### TEXT BLOCK
▬▬▬▬▬▬
Cyclic CO2 injection was initially considered a cheap operation that was useful before performing a CO2 displacement pilot or merely for increasing well productivity. The operation consisted of injecting CO2 into the reservoir, then resuming production from the same well after a shut-in period during which CO2 was dissolved in oil.
Oil production reported in some projects by this CO2 huff ‘n' puff process, combined with low cost, led operators to consider the technique as an attractive EOR method.
▬▬▬▬▬▬
### SET PROBLEM 1
In the passage on cyclic CO2 injection, what are the stages of the operation, listed in the order they occur?
### SET PROBLEM 2
According to the passage on cyclic CO2 injection, what led operators to consider the technique an attractive EOR method?
### SET PROBLEM 3
Copy everything in the passage on cyclic CO2 injection from "Oil production reported" down to "attractive EOR method.".
▬▬▬▬▬▬
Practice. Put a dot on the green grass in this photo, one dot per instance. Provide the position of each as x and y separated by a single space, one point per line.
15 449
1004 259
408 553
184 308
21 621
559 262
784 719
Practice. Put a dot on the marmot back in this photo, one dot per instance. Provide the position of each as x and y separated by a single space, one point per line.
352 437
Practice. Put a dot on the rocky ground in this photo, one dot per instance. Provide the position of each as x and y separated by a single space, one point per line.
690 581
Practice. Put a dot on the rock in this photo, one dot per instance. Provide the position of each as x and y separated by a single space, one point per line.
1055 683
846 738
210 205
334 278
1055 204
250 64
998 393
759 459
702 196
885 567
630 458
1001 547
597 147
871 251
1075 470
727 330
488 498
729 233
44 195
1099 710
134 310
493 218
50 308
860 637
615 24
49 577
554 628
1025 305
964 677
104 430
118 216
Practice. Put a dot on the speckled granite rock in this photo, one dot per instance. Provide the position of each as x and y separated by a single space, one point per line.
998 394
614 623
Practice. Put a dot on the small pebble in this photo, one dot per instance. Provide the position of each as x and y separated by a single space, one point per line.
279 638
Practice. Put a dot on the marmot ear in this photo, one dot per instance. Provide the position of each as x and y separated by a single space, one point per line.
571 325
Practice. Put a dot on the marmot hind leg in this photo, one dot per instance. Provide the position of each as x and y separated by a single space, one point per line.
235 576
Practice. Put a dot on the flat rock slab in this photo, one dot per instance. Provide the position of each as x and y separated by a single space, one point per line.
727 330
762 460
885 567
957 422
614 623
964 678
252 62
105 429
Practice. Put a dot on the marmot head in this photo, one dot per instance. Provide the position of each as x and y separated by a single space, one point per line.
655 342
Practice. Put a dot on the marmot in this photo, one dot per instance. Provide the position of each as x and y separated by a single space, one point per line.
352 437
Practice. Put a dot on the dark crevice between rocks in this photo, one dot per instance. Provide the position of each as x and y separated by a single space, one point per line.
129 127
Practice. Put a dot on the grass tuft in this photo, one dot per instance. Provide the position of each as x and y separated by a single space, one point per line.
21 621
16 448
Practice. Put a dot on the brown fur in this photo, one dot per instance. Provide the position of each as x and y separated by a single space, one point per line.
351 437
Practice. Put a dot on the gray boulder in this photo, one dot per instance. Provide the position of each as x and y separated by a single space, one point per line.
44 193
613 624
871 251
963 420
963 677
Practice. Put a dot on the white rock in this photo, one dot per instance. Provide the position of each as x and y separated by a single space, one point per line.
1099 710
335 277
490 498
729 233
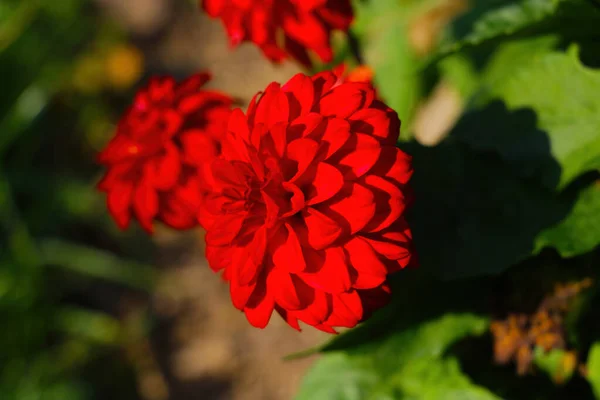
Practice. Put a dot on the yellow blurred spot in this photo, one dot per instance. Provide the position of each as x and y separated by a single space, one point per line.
124 66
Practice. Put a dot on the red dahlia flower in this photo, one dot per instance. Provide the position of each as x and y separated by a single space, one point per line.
304 24
157 158
307 204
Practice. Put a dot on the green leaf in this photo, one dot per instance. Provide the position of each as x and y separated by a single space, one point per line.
563 94
98 264
382 28
579 232
408 364
492 21
554 364
593 367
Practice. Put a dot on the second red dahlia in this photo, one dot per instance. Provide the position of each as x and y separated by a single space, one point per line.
303 25
156 160
306 211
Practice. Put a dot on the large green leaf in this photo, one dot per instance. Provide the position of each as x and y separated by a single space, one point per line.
408 364
492 21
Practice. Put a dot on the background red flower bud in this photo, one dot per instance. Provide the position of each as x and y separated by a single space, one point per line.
305 25
156 161
307 203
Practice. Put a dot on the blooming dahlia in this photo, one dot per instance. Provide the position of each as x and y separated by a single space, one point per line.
306 212
303 25
157 159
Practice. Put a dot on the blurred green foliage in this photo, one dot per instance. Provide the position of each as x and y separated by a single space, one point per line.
506 204
56 241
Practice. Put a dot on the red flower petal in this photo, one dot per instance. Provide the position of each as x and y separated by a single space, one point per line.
272 107
119 201
326 182
380 124
390 203
362 159
225 231
281 285
356 204
344 100
167 168
145 205
318 309
335 136
322 230
259 309
347 310
252 258
303 152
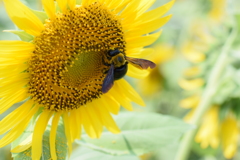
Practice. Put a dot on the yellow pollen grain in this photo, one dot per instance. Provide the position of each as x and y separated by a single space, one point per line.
69 62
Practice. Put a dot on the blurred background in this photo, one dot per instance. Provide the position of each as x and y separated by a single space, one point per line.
185 54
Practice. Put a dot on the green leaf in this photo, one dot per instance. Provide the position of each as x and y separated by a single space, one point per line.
22 35
41 15
206 151
61 146
84 153
140 133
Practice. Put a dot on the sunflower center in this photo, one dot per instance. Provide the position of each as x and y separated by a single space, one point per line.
68 65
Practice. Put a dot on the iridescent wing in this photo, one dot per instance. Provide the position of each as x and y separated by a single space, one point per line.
141 63
108 81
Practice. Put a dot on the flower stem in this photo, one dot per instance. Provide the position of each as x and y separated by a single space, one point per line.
207 96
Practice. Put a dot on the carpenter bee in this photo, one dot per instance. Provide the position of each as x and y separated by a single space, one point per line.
119 67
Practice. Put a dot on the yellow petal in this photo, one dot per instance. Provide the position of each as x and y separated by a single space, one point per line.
124 101
16 48
52 138
110 103
24 145
49 7
68 132
39 129
88 126
142 40
18 130
72 125
78 124
145 5
95 120
141 53
229 136
14 70
15 117
23 17
137 73
148 26
7 102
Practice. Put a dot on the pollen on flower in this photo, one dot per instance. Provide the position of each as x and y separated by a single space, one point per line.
68 65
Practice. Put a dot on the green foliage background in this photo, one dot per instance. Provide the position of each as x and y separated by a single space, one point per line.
147 134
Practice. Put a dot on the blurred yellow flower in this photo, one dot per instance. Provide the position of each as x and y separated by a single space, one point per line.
218 9
212 132
153 82
60 73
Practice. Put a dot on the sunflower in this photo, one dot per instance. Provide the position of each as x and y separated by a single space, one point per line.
70 63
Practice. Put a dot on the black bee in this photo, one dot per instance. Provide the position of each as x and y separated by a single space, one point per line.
119 67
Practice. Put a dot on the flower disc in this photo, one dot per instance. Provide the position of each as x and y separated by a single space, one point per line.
69 63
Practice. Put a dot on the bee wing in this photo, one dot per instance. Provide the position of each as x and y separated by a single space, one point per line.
141 63
108 81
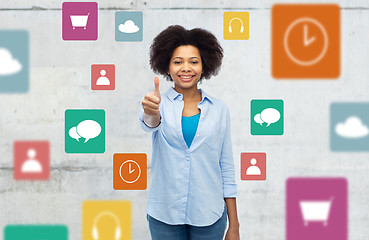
▬▬▬▬▬▬
### TASK RESPONSE 1
1. Injecting CO2 into the reservoir
2. A shut-in period, during which CO2 was dissolved in oil
3. Resuming production from the same well

### TASK RESPONSE 2
Oil production reported in some projects, combined with low cost.

### TASK RESPONSE 3
Oil production reported in some projects by this CO2 huff ‘n' puff process, combined with low cost, led operators to consider the technique as an attractive EOR method.